Please print exactly the lines running from the one that contains "TARGET = spectator sitting" to the end of the data, with both lines included.
----- MATERIAL PROVIDED -----
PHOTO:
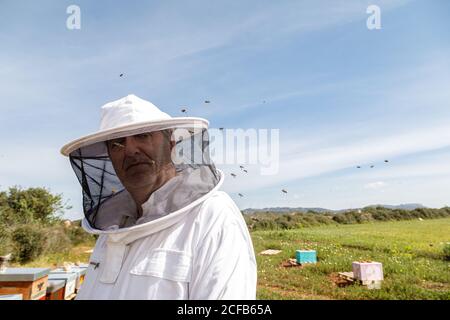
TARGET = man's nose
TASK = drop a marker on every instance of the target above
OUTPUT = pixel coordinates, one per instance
(131, 146)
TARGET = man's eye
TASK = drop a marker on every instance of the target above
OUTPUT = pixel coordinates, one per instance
(117, 144)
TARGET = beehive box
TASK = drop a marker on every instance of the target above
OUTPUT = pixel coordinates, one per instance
(70, 283)
(30, 282)
(55, 290)
(367, 271)
(11, 297)
(306, 256)
(79, 271)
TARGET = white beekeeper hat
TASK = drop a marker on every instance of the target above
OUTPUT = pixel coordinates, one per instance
(102, 188)
(132, 115)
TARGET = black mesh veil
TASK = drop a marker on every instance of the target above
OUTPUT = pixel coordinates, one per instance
(105, 199)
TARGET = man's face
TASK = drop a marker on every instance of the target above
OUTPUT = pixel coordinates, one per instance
(139, 159)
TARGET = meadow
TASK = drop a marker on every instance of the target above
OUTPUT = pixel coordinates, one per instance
(410, 251)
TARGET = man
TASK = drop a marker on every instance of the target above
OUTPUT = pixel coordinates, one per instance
(150, 191)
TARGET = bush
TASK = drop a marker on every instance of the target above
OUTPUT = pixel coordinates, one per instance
(29, 243)
(57, 240)
(77, 235)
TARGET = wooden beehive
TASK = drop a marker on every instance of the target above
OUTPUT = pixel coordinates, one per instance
(55, 290)
(367, 271)
(306, 256)
(30, 282)
(70, 283)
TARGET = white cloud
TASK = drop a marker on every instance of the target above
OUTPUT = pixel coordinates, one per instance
(375, 185)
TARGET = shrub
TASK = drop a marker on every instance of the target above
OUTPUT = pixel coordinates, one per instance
(29, 243)
(5, 240)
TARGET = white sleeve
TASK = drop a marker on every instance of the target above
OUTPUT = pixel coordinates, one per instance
(224, 266)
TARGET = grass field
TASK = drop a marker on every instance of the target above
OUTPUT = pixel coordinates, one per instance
(411, 253)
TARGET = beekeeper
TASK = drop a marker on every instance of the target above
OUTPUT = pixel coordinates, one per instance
(151, 193)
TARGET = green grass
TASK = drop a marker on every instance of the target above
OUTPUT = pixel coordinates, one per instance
(411, 252)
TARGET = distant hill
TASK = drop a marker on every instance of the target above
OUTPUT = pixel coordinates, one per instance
(405, 206)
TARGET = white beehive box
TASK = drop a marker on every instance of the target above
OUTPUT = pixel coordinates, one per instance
(367, 271)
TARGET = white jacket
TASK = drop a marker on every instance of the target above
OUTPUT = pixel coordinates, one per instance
(202, 251)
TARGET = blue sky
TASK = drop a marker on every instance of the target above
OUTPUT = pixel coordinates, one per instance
(341, 95)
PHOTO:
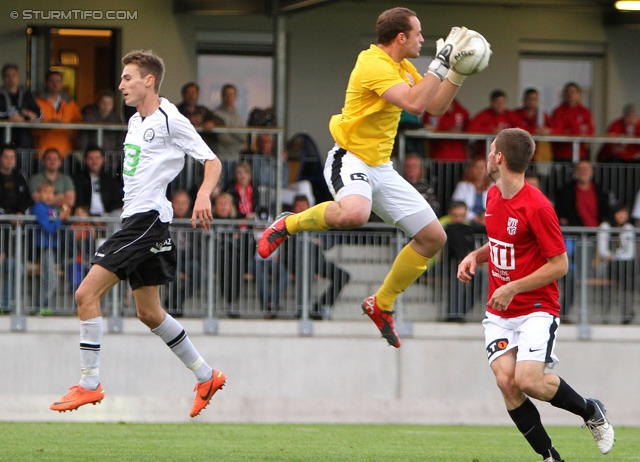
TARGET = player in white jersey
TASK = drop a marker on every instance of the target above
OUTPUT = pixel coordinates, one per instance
(142, 251)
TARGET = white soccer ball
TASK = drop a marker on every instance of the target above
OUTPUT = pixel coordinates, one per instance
(478, 59)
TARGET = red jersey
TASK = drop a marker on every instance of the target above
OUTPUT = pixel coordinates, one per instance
(568, 120)
(523, 232)
(621, 152)
(454, 120)
(530, 123)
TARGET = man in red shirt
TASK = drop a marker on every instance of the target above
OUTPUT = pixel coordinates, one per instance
(571, 118)
(526, 256)
(536, 122)
(454, 120)
(627, 125)
(492, 119)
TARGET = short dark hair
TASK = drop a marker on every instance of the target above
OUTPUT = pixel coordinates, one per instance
(392, 22)
(517, 146)
(91, 148)
(189, 85)
(148, 63)
(8, 66)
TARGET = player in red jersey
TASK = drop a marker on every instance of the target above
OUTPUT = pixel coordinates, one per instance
(526, 256)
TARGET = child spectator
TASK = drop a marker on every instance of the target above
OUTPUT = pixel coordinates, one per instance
(46, 241)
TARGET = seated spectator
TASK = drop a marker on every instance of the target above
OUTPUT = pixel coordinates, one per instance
(583, 202)
(241, 188)
(65, 192)
(228, 269)
(15, 199)
(616, 258)
(96, 190)
(472, 189)
(454, 120)
(198, 115)
(536, 122)
(56, 107)
(571, 118)
(271, 273)
(46, 240)
(319, 266)
(412, 172)
(17, 104)
(102, 112)
(493, 119)
(460, 241)
(627, 125)
(264, 165)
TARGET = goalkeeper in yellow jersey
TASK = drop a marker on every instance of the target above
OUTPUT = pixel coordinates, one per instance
(359, 171)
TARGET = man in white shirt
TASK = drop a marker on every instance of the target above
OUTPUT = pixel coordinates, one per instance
(142, 251)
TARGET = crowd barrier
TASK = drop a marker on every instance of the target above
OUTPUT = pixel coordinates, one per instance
(313, 276)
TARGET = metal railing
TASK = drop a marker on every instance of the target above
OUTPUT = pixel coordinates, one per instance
(313, 276)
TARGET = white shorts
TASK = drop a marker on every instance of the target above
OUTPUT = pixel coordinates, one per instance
(392, 198)
(534, 335)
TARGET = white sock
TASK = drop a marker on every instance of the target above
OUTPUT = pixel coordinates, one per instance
(172, 333)
(90, 340)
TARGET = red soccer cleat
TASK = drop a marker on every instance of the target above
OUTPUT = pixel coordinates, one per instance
(382, 319)
(273, 236)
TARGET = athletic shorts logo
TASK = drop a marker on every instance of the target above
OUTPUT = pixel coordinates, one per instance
(496, 346)
(359, 177)
(148, 134)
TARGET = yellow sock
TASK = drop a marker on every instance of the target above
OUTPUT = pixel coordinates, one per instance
(407, 267)
(310, 220)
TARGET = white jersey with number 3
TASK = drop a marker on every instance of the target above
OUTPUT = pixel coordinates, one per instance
(154, 150)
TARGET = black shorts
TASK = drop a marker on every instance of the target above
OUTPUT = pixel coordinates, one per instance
(142, 251)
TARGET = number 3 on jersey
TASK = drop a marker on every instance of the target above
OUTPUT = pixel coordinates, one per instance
(131, 159)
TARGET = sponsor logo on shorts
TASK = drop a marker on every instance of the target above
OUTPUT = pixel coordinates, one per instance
(165, 246)
(359, 177)
(496, 346)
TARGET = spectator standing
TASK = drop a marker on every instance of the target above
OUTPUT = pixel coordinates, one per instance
(454, 120)
(229, 144)
(581, 202)
(461, 239)
(102, 112)
(571, 117)
(46, 238)
(616, 258)
(472, 189)
(492, 119)
(96, 190)
(65, 191)
(56, 107)
(15, 199)
(17, 104)
(412, 172)
(526, 256)
(188, 253)
(537, 122)
(318, 266)
(229, 266)
(627, 125)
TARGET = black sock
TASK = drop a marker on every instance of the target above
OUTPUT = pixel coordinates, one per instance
(568, 399)
(527, 419)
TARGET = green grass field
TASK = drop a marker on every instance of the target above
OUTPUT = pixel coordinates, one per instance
(291, 442)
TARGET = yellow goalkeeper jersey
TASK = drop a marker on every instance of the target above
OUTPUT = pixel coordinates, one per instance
(368, 124)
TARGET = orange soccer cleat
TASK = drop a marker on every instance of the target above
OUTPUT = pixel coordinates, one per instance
(205, 391)
(77, 397)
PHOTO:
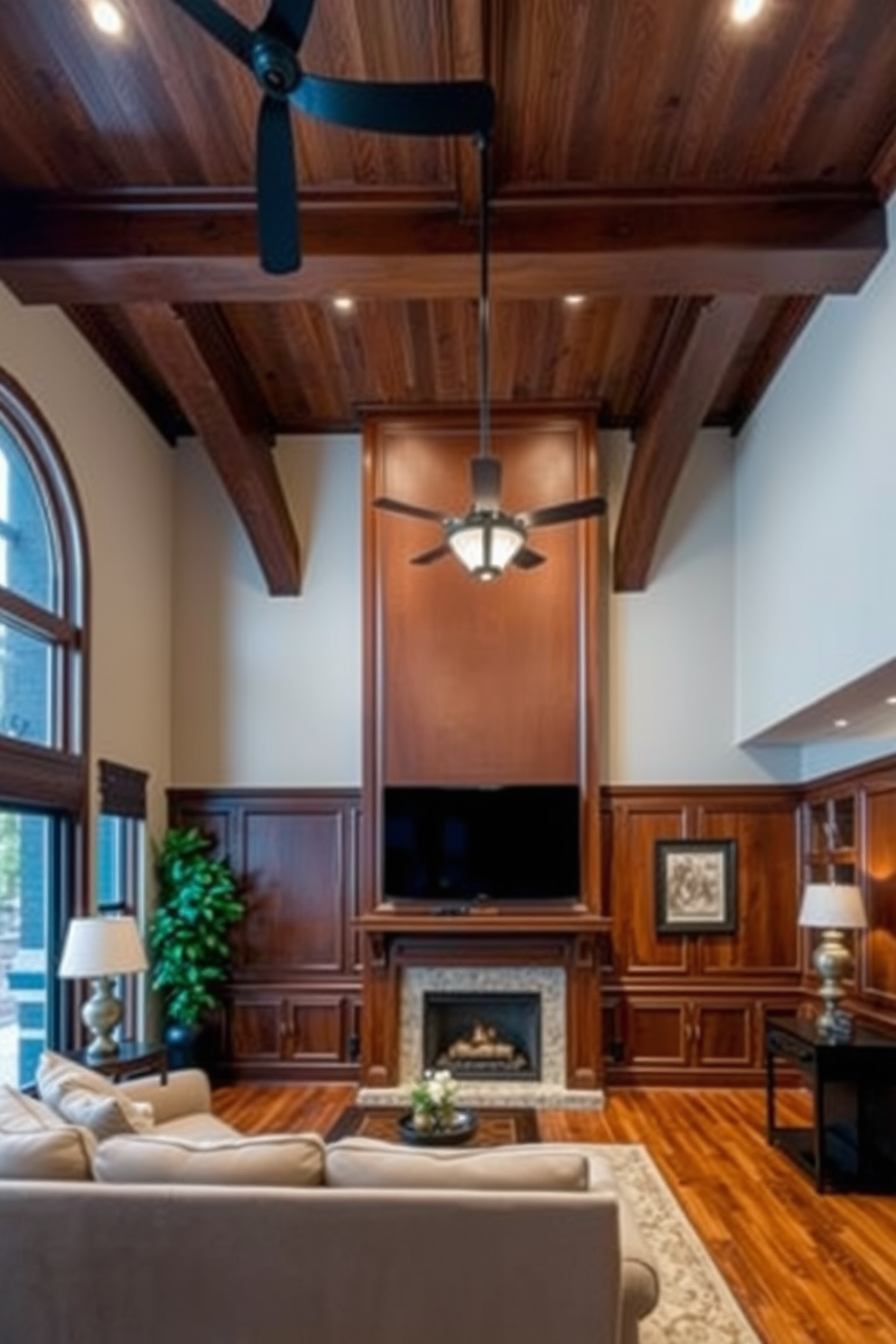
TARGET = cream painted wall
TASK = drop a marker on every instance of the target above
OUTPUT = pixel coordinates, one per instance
(267, 691)
(123, 473)
(669, 661)
(815, 488)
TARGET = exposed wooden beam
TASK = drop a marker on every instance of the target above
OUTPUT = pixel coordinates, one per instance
(99, 332)
(662, 445)
(793, 319)
(182, 247)
(192, 355)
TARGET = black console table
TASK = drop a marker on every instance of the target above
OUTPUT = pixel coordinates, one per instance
(851, 1143)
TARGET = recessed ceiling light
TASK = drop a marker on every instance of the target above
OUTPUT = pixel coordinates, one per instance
(743, 11)
(107, 18)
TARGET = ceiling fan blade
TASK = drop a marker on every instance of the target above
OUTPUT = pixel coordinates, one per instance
(222, 26)
(288, 21)
(408, 509)
(527, 559)
(429, 556)
(485, 473)
(570, 512)
(460, 107)
(277, 189)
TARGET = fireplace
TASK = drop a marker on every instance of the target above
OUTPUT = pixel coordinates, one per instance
(551, 1058)
(484, 1036)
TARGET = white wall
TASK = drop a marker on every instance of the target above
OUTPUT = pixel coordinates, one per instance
(267, 690)
(670, 649)
(816, 492)
(123, 473)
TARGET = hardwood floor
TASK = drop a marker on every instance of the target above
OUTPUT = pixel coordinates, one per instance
(807, 1269)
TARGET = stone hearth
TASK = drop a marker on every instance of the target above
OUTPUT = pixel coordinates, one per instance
(547, 983)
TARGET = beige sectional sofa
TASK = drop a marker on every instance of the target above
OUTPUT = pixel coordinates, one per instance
(185, 1233)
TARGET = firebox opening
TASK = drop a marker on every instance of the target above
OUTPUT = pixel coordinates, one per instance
(484, 1035)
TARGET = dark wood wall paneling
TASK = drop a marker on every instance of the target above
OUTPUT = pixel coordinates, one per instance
(675, 1010)
(691, 1008)
(293, 1005)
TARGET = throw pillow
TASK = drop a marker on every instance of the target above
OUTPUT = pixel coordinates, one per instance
(374, 1164)
(21, 1113)
(105, 1115)
(83, 1097)
(35, 1144)
(259, 1160)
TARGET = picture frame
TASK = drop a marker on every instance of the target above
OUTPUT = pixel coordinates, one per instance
(696, 886)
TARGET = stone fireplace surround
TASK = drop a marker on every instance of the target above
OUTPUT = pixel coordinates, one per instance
(484, 956)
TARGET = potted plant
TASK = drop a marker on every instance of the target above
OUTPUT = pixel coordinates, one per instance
(198, 905)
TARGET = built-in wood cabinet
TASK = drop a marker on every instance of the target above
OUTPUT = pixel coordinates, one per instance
(830, 835)
(692, 1005)
(292, 1008)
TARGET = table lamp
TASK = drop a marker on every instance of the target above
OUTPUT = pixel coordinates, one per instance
(99, 947)
(832, 908)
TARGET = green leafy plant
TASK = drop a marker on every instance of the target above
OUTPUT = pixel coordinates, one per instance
(198, 903)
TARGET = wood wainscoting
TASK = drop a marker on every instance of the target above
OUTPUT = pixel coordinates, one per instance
(673, 1010)
(293, 1005)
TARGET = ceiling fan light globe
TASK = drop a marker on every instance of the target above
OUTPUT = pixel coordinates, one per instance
(485, 543)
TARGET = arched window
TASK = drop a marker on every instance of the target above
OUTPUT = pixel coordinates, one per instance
(43, 781)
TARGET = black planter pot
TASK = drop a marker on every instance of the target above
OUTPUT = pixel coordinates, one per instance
(187, 1046)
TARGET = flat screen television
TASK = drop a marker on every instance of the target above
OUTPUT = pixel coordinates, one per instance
(455, 845)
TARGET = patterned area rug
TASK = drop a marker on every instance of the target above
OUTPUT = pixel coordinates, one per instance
(696, 1305)
(495, 1125)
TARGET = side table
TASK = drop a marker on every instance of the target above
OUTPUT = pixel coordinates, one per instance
(133, 1057)
(849, 1145)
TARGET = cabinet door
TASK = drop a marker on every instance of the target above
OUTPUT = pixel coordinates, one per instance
(254, 1027)
(658, 1032)
(319, 1029)
(722, 1034)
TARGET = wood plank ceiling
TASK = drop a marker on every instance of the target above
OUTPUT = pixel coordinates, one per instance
(703, 184)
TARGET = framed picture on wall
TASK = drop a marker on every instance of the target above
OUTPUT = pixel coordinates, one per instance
(696, 886)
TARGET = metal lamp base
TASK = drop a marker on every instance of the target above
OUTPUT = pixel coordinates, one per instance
(835, 963)
(101, 1013)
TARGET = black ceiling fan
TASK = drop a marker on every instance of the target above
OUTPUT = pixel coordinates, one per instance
(270, 52)
(487, 537)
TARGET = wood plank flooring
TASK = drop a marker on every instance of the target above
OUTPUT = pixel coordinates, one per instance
(807, 1269)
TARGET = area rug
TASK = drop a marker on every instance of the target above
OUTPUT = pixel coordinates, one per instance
(696, 1305)
(495, 1125)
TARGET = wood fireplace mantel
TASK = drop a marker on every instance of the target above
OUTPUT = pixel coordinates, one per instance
(394, 939)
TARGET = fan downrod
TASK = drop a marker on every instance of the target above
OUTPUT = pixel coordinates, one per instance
(275, 66)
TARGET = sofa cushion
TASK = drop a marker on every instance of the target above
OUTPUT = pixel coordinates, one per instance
(36, 1145)
(165, 1160)
(23, 1115)
(83, 1097)
(371, 1162)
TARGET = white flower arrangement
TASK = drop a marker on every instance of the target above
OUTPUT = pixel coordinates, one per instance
(433, 1098)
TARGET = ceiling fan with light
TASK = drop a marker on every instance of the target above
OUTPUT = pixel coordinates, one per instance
(487, 539)
(270, 52)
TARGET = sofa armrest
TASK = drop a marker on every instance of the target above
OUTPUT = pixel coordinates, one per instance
(185, 1093)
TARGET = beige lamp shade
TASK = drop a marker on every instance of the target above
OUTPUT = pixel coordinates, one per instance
(101, 945)
(829, 905)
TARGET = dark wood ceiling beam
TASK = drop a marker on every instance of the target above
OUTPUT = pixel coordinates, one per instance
(192, 357)
(101, 333)
(665, 438)
(176, 247)
(791, 320)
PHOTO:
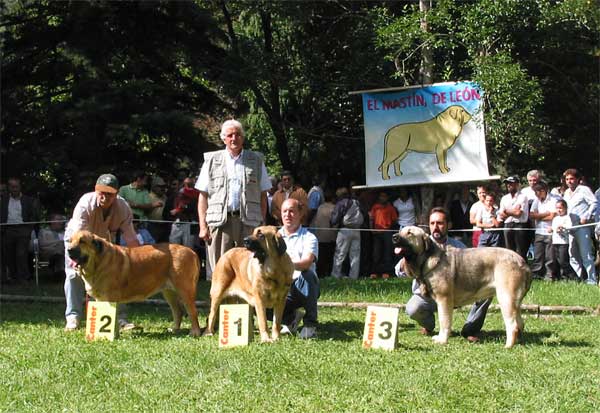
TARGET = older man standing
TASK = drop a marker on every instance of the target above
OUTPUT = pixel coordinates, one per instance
(103, 213)
(303, 249)
(582, 205)
(233, 186)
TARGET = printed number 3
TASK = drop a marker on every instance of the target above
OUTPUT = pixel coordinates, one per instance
(387, 330)
(104, 327)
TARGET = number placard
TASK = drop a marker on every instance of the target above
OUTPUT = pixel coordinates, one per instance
(234, 325)
(101, 321)
(381, 328)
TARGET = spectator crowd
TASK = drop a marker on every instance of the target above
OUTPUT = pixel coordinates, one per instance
(555, 228)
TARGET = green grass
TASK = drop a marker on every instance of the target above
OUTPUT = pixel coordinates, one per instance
(556, 368)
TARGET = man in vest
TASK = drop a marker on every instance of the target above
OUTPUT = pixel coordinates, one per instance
(233, 186)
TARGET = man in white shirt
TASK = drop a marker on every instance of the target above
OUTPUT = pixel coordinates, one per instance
(543, 210)
(514, 212)
(104, 213)
(233, 186)
(582, 204)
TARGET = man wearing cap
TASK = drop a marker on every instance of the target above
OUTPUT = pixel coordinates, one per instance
(233, 184)
(103, 213)
(514, 212)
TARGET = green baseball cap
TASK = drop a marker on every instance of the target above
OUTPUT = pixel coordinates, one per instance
(107, 183)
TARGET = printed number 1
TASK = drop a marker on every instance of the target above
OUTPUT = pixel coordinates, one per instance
(238, 323)
(104, 328)
(387, 328)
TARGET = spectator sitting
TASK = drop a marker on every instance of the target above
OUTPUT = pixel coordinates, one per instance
(138, 197)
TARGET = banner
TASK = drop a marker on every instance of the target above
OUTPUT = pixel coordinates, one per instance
(424, 135)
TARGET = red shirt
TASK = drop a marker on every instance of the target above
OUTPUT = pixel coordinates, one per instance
(383, 215)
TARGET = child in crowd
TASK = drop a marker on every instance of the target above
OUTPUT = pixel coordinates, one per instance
(560, 240)
(487, 218)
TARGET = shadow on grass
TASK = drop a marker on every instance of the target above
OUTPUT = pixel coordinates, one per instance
(544, 338)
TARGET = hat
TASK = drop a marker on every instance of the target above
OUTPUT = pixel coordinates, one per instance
(107, 183)
(158, 181)
(511, 180)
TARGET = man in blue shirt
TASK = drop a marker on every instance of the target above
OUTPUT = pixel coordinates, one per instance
(303, 249)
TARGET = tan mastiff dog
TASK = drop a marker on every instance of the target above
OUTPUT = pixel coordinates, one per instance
(436, 135)
(260, 274)
(462, 276)
(114, 273)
-----
=== ANSWER ===
TARGET = spectator sitting
TASK = drop a marker on every instance of the target above
OUTPUT = pixel coordinates, one per instance
(138, 197)
TARGET = banner
TASK = drop a marker on every instance of the target above
OUTPUT = pixel coordinates, one per instance
(424, 135)
TARGET = red shirt
TASK = drop a marker on every instance of the target above
OUTPUT = pixel coordinates, one per instance
(383, 215)
TARGET = child in crowd
TASK = drop a marker on every instance of the target above
OUTPUT = pixel coordinates, one per instance
(560, 240)
(487, 218)
TARGET = shadow on grass
TASK = drop a marker on every instance of the target above
OUTPUT = pixel coordinates, one per instance
(544, 338)
TARGET = hat
TASK = drop a marker on every instance of the target above
OUTPUT = pixel coordinates, one per instance
(107, 183)
(158, 181)
(511, 180)
TARGET = man in blue shirt
TASK = drop a marker on every instance of the target above
OUTPUT = pixel coordinates, one per instance
(303, 249)
TARGET = tan mastiff dog
TASK = drop a marker on every instance of the target above
OUTPUT = pixel coordinates, one per instance
(436, 135)
(260, 274)
(462, 276)
(114, 273)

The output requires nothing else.